• **Page extract**:
>>

Incontrovertible Evidence

To that end, my radical lawyer pal Jerry Boyle has passed along a helpful faux message we all can type, in part or in toto, into our smart phones or on Facebook, just to mess with The Man. Here it is:

Hey! How’s it going? I’m all right.

My job is so shitty I wish could overthrow my boss. It’s like this oppressive regime where only true believers in his management techniques will stay around. I work marathon-length hours and he’s made all these changes that have made it the worst architecture firm to work at in Manhattan. Like he moved the office to the Financial District and fired my assistant. She was the only one who knew where the blueprints were! I need access to those blueprints to complete my job! F my life, right? And he keeps trying to start all these new initiatives to boost revenue, but seriously we just need to stick to what we do best. There’s only one true profit center. I seriously feel ready to go on strike at any second.

I just read this article about how these free radical particles can cause the downfall of good health and accelerate aging. These could actually cause death to millions of Americans. If these particles are flying around undetected everywhere, does that mean we’re all radicalized?

Have you seen the second season of Breaking Bad? I just finished it. I couldn’t believe that episode where they poison the guy with ricin! That was the bomb! I won’t say any more because I don’t want to reveal the earth-shattering events to come.

<<

(Saved entries)
>>

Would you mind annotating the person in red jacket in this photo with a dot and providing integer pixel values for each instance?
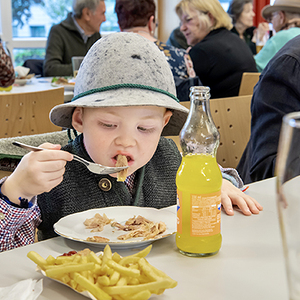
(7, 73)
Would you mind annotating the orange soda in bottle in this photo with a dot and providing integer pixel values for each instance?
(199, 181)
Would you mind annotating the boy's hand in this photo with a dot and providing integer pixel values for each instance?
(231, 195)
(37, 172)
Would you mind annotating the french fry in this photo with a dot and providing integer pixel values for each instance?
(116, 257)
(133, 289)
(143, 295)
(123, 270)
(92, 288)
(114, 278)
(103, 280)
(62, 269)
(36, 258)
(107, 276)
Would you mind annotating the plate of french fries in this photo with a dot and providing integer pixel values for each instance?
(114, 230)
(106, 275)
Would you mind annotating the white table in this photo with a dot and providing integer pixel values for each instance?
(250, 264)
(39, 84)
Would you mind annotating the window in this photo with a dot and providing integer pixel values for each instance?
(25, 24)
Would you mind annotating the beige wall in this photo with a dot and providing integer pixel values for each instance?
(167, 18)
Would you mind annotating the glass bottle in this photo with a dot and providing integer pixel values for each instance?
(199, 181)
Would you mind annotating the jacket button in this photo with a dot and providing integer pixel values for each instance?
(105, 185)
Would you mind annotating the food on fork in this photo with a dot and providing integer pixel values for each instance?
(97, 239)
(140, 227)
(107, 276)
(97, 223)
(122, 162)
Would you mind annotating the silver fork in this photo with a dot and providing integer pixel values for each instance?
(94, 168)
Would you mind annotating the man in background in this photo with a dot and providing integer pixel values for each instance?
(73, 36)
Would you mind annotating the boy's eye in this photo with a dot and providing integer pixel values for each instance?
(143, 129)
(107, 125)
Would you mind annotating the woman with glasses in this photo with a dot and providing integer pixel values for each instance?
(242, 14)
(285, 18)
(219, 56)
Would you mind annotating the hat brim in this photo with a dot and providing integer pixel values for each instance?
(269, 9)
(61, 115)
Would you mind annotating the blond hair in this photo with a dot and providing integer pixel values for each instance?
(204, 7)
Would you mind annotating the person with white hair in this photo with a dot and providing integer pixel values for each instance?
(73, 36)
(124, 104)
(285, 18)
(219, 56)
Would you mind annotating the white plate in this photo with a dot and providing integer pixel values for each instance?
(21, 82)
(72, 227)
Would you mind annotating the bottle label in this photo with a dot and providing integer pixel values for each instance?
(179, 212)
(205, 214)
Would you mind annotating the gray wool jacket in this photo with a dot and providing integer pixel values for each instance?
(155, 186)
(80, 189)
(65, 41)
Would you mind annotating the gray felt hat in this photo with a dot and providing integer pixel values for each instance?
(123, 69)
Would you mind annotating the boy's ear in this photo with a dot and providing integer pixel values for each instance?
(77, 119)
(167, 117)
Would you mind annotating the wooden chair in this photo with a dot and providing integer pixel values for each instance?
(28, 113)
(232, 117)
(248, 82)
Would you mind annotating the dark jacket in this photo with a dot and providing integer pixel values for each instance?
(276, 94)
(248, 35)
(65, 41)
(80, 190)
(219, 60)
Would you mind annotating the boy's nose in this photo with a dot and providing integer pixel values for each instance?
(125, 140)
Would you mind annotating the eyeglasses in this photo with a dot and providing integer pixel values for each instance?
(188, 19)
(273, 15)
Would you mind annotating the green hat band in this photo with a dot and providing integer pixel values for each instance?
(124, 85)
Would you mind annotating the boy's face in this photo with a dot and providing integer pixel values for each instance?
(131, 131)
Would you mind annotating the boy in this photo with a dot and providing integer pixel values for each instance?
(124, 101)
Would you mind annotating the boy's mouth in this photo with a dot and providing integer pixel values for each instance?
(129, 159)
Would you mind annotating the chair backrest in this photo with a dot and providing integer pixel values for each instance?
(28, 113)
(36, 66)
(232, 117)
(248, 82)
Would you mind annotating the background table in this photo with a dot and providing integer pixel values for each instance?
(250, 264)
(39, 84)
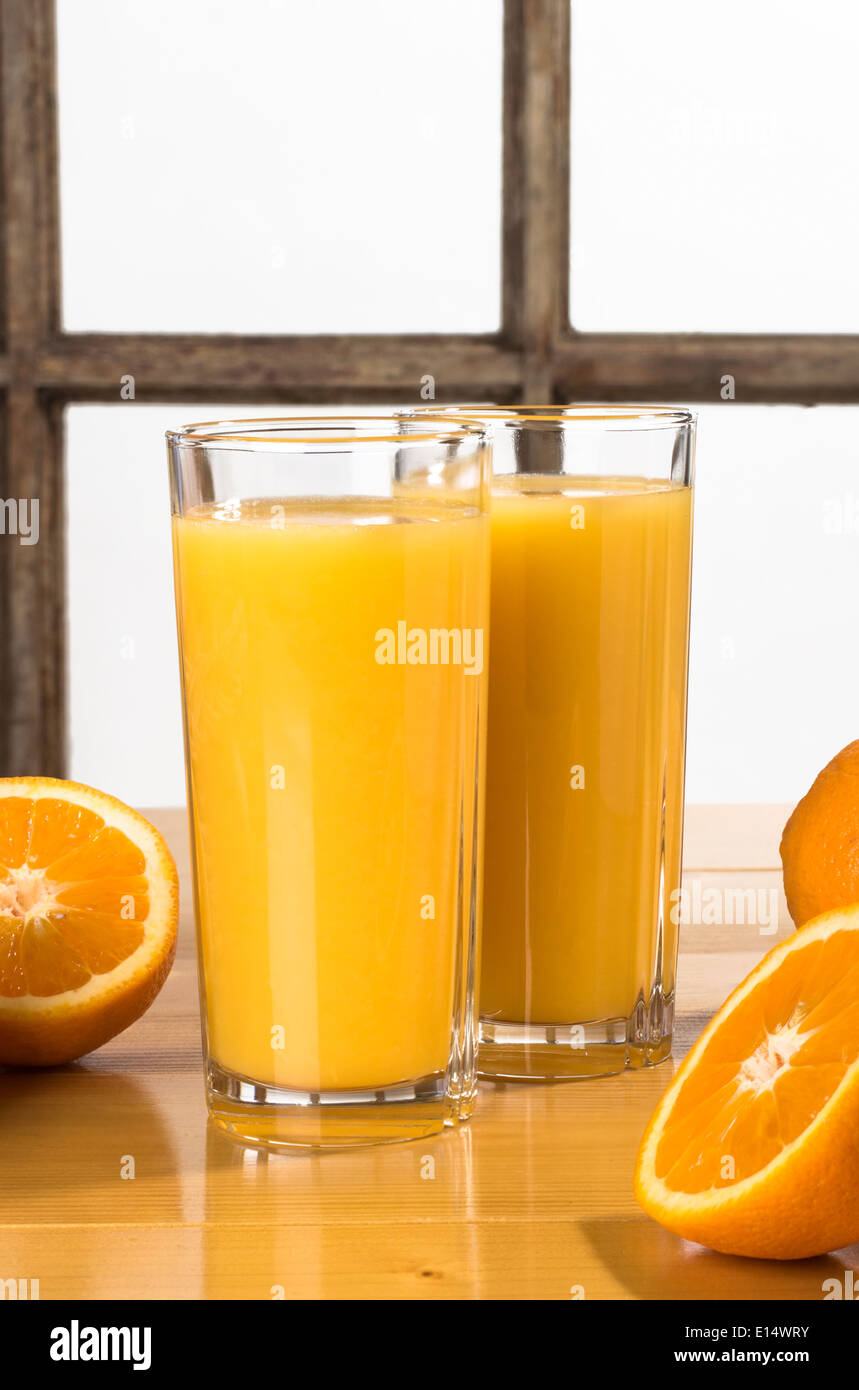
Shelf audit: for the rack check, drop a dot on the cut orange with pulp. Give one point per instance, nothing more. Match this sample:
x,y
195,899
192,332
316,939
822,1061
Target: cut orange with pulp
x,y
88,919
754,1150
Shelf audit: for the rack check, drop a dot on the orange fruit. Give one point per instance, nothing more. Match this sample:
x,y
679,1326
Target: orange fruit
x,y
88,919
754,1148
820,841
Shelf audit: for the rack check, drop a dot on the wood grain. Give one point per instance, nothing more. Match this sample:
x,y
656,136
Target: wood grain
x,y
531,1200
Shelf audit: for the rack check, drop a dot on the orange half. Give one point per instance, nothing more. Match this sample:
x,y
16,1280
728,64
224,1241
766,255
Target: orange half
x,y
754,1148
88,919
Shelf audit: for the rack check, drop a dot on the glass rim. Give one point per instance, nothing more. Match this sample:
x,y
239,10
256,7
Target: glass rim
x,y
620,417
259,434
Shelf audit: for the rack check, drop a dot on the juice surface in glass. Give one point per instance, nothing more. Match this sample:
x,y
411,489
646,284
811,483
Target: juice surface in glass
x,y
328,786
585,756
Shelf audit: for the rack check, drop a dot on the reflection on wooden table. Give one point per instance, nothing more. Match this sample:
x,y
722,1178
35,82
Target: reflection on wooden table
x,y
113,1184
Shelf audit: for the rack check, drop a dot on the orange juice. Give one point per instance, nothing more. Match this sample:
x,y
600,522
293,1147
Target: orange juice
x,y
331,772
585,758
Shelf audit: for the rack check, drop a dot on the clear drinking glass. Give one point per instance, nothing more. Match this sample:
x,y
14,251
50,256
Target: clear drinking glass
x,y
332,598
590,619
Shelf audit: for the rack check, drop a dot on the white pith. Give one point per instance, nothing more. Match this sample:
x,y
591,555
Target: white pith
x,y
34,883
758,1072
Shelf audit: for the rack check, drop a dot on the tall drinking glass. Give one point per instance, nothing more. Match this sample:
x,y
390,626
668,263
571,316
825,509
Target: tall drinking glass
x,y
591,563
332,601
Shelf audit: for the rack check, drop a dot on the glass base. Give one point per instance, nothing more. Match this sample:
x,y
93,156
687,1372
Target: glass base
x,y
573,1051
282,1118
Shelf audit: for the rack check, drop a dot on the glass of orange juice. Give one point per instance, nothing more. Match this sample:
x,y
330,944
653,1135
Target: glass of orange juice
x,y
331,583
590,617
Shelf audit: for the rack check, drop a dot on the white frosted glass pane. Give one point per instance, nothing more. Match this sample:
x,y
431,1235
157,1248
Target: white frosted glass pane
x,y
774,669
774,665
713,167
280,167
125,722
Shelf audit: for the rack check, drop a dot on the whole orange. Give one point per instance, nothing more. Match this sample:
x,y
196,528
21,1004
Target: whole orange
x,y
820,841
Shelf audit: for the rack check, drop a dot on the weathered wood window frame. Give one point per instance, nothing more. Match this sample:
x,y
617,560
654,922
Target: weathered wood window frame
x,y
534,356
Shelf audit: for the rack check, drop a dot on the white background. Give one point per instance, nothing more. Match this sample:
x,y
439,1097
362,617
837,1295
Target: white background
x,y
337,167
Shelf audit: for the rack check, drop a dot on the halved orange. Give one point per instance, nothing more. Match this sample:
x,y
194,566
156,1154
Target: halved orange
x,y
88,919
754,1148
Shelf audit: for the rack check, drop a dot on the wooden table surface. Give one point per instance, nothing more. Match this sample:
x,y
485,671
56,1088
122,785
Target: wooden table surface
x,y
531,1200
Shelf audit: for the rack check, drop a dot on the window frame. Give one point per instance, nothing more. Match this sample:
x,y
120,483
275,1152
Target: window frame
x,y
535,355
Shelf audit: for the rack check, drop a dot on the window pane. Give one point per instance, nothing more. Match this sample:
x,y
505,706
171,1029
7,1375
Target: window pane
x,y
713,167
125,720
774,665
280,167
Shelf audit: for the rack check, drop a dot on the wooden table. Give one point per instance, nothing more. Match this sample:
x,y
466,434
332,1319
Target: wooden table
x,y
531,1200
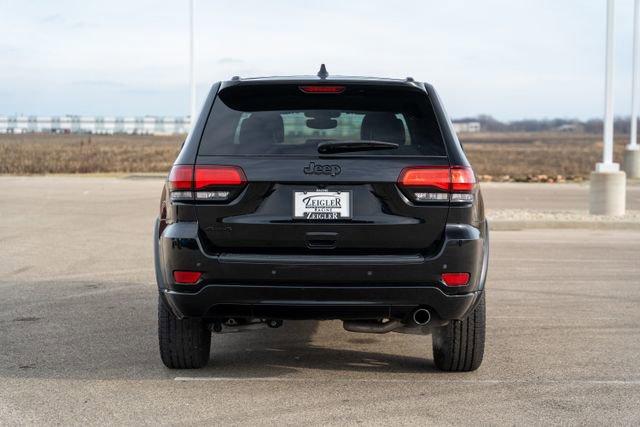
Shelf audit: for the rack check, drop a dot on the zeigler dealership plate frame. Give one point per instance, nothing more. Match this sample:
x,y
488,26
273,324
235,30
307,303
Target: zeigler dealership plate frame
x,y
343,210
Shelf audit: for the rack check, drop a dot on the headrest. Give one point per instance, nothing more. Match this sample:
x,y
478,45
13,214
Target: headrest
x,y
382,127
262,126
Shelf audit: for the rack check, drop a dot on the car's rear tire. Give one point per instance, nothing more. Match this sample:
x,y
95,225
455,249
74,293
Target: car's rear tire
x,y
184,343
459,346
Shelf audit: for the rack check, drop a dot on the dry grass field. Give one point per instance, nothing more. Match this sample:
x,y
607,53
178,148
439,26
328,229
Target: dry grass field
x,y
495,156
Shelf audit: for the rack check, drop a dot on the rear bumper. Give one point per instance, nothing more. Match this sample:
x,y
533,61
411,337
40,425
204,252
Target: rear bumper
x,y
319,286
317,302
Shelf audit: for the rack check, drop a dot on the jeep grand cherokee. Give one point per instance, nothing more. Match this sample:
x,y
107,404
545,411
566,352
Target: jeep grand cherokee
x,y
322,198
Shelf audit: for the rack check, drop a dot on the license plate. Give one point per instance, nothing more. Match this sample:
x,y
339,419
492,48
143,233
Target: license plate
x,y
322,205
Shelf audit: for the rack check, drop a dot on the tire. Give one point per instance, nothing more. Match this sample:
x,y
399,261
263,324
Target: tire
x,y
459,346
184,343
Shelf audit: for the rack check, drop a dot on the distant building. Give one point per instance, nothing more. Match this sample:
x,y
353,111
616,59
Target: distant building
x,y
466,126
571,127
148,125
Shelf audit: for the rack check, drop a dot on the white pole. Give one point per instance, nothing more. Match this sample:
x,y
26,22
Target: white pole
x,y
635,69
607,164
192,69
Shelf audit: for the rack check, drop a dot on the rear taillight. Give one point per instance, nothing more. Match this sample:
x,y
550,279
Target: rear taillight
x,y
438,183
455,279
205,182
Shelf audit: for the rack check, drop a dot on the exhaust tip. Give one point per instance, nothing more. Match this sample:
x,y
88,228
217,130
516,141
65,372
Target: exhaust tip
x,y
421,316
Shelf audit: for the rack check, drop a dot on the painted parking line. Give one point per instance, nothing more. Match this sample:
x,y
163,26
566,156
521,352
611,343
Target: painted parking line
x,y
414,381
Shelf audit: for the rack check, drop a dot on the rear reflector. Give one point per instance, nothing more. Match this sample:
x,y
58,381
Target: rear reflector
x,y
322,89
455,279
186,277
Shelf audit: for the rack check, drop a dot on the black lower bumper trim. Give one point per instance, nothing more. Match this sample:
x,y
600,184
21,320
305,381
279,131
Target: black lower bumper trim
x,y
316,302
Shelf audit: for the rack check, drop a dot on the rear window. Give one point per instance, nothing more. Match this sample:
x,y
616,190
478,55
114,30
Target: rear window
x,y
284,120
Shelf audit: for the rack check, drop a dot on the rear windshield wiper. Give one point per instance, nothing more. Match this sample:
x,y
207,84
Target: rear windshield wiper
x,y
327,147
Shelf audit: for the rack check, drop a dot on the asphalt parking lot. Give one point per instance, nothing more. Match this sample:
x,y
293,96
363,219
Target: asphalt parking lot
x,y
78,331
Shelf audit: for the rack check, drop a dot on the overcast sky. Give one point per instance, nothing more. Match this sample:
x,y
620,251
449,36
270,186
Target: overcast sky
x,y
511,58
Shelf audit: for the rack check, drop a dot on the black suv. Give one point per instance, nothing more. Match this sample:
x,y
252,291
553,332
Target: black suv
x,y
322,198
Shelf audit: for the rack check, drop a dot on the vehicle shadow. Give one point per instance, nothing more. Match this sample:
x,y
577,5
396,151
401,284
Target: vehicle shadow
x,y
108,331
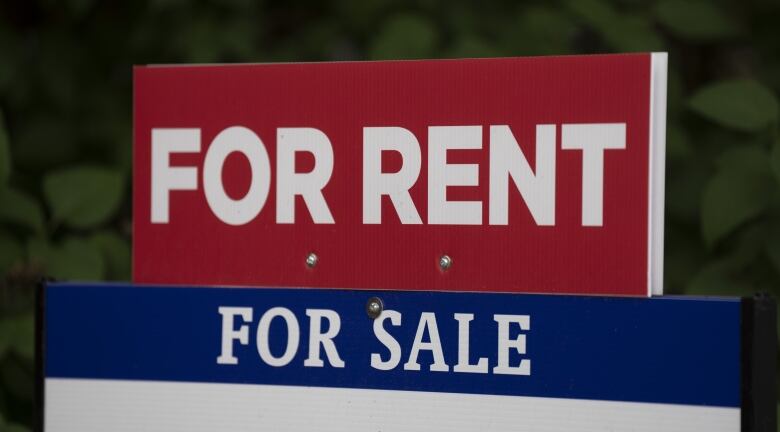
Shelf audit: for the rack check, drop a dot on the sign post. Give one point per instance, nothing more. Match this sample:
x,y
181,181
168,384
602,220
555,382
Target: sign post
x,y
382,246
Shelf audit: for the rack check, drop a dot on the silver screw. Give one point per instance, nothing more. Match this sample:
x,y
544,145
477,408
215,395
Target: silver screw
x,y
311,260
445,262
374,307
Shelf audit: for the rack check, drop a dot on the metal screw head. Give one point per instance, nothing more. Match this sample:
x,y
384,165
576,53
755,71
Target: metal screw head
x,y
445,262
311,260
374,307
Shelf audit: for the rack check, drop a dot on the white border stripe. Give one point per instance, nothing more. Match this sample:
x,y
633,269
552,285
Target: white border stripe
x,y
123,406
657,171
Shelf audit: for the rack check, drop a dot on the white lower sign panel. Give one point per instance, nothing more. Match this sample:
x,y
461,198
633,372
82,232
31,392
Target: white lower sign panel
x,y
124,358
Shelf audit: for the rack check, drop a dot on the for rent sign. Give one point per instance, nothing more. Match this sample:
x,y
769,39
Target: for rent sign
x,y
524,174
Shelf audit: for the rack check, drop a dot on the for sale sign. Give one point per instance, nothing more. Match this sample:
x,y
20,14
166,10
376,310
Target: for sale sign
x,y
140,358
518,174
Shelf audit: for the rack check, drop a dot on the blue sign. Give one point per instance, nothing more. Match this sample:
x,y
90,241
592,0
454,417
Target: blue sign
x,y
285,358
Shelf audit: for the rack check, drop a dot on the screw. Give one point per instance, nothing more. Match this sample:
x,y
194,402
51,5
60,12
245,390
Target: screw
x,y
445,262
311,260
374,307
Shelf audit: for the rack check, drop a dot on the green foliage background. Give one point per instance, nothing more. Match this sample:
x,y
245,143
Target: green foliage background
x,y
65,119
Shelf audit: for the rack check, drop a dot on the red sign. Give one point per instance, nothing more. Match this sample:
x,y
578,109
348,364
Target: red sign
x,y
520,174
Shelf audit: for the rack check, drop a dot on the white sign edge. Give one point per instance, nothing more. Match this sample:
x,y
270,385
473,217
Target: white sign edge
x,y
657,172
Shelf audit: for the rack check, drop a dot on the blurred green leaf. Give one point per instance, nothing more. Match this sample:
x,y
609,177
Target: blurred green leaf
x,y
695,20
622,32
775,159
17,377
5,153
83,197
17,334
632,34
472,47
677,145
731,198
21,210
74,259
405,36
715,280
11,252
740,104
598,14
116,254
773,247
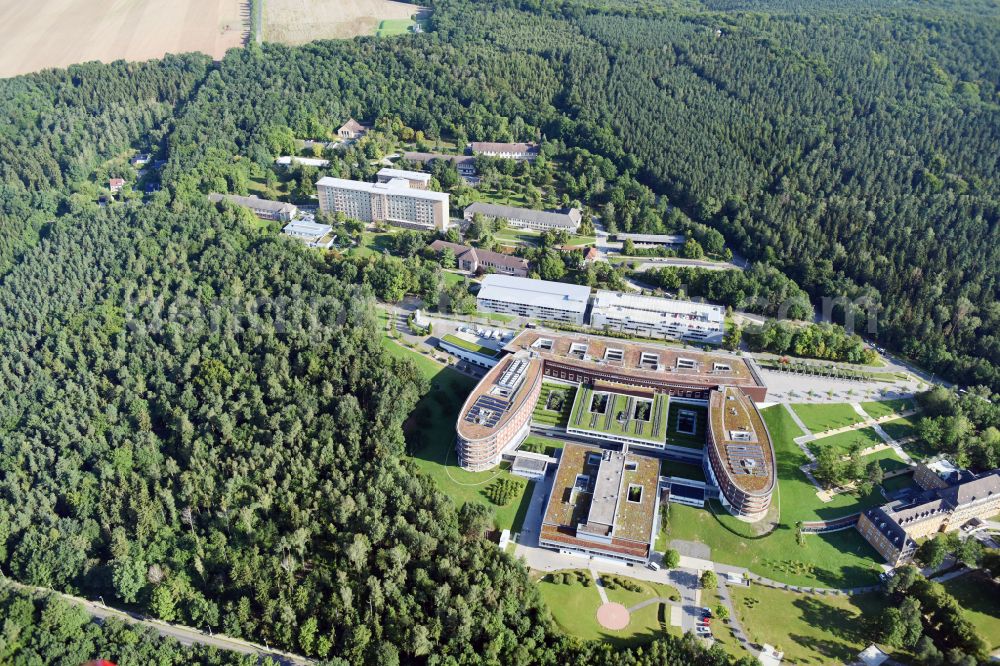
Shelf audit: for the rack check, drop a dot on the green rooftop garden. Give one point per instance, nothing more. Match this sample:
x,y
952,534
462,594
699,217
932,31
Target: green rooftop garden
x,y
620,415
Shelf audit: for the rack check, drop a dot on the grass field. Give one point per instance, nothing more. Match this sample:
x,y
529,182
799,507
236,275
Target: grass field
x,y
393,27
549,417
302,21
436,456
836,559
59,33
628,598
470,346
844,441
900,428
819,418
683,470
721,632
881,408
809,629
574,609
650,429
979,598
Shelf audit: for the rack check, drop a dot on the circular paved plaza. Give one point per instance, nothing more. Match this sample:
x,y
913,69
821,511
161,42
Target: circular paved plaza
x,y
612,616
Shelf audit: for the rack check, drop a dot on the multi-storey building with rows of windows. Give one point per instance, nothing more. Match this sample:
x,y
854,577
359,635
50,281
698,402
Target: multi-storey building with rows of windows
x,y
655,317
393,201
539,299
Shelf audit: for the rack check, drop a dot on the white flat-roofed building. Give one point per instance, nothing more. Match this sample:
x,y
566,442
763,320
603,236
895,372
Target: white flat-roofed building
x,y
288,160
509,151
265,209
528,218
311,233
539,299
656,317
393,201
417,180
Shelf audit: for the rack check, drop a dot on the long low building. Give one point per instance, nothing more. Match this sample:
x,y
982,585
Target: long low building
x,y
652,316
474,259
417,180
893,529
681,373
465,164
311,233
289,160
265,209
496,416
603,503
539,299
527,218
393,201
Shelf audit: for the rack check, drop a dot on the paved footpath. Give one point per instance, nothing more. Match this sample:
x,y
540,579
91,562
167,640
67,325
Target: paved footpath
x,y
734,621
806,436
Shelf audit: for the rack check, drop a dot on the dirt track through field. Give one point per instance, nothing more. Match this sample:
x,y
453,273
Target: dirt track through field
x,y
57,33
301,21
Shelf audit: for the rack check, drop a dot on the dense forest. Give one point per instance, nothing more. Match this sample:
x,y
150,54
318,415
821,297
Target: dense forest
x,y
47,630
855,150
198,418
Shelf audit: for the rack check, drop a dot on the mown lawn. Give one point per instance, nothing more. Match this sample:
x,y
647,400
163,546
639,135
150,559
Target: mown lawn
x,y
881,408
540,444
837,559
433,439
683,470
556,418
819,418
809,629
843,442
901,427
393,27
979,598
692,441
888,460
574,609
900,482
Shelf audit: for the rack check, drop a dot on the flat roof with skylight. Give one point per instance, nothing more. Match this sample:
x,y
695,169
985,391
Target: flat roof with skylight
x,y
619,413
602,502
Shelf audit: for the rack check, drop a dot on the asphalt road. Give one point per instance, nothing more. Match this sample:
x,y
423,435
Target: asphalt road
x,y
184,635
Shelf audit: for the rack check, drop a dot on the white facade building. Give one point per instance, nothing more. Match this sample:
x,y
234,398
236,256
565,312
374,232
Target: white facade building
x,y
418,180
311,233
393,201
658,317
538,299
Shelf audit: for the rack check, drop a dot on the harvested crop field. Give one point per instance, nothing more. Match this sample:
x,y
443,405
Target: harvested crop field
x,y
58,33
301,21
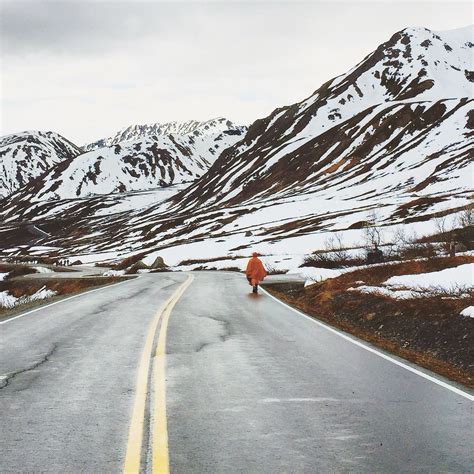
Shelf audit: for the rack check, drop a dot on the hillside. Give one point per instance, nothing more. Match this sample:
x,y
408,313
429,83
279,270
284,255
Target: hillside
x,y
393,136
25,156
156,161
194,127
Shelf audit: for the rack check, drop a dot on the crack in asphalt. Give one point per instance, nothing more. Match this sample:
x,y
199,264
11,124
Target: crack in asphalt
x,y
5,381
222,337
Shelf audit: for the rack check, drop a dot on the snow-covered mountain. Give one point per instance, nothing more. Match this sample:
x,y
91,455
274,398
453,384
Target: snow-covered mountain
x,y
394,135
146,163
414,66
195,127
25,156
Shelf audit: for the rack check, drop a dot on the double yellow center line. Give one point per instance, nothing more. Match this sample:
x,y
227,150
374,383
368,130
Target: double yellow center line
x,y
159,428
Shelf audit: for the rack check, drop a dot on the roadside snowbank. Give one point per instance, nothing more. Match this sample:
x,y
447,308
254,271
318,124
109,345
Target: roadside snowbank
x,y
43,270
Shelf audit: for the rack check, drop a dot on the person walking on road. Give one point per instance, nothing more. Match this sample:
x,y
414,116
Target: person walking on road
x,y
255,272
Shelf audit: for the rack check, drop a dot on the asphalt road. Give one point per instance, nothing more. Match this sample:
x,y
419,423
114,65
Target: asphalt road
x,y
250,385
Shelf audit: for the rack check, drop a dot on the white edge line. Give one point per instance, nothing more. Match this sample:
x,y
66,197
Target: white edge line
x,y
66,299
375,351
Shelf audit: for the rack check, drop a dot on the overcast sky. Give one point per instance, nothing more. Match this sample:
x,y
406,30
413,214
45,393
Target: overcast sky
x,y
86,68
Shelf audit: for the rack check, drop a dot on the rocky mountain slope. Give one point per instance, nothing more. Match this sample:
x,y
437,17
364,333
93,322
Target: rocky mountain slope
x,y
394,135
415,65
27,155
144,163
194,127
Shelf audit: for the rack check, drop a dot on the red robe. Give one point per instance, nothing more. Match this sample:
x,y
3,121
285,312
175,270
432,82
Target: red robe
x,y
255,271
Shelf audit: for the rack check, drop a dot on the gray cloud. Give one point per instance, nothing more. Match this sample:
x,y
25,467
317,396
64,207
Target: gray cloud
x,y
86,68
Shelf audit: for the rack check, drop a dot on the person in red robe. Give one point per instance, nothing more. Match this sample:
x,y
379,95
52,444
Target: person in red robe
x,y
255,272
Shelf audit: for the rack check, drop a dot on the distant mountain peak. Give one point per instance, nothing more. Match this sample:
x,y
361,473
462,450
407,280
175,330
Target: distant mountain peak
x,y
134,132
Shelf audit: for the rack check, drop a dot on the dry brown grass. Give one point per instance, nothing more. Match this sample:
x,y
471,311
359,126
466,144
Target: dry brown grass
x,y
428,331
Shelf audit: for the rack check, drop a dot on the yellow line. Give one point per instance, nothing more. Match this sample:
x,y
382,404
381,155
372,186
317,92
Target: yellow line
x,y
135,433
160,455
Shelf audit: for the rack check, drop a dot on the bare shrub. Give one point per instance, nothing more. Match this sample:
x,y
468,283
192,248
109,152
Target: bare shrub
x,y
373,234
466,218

<<

• **What this exercise asks**:
**a.** According to the faux-message extract, why was the firing of the writer's assistant a problem? Answer in one to three sentences.
**b.** Write the next part of the faux-message extract, picking up after its final sentence.
The saved entries have no connection to the faux-message extract.

• **Responses in order**:
**a.** She was the only one who knew where the blueprints were. The writer needs access to those blueprints to complete the job.

**b.**
Oh! So I’ve been planning a big trip for the summer. I’m thinking of visiting all of the most famous suspension bridges in the United States. So probably like the Golden Gate Bridge, The Brooklyn Bridge, and the Verrazano Narrows Bridge. I’m gonna bring my younger brother and I know he’ll want to go to bars, so I’m thinking of getting him a fake drivers license, but I hope that doesn’t blow up in my face.

Okay, I gotta run! I’m late for flight school. I missed the last class where we learn how to land, so I really can’t miss another one. Talk to you later!

Heehee! It’s chock-full of just about every alarm-bell word or concept that might give any good NSA desk jockey a case of raging priapism. Let’s all do it! Then we’ll all be a nation of suspects. As is the case with any label, if everyone’s a suspect, no one’s a suspect.